(Extracted data entries)
>>
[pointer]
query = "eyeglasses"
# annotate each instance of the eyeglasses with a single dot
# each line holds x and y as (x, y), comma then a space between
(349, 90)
<<
- [Task]
Output the records verbatim, from the first line to the last.

- [Answer for the task]
[pointer]
query = "eyeglasses"
# annotate each instance of the eyeglasses with a single dot
# each line holds x and y as (x, y), comma then a space between
(349, 90)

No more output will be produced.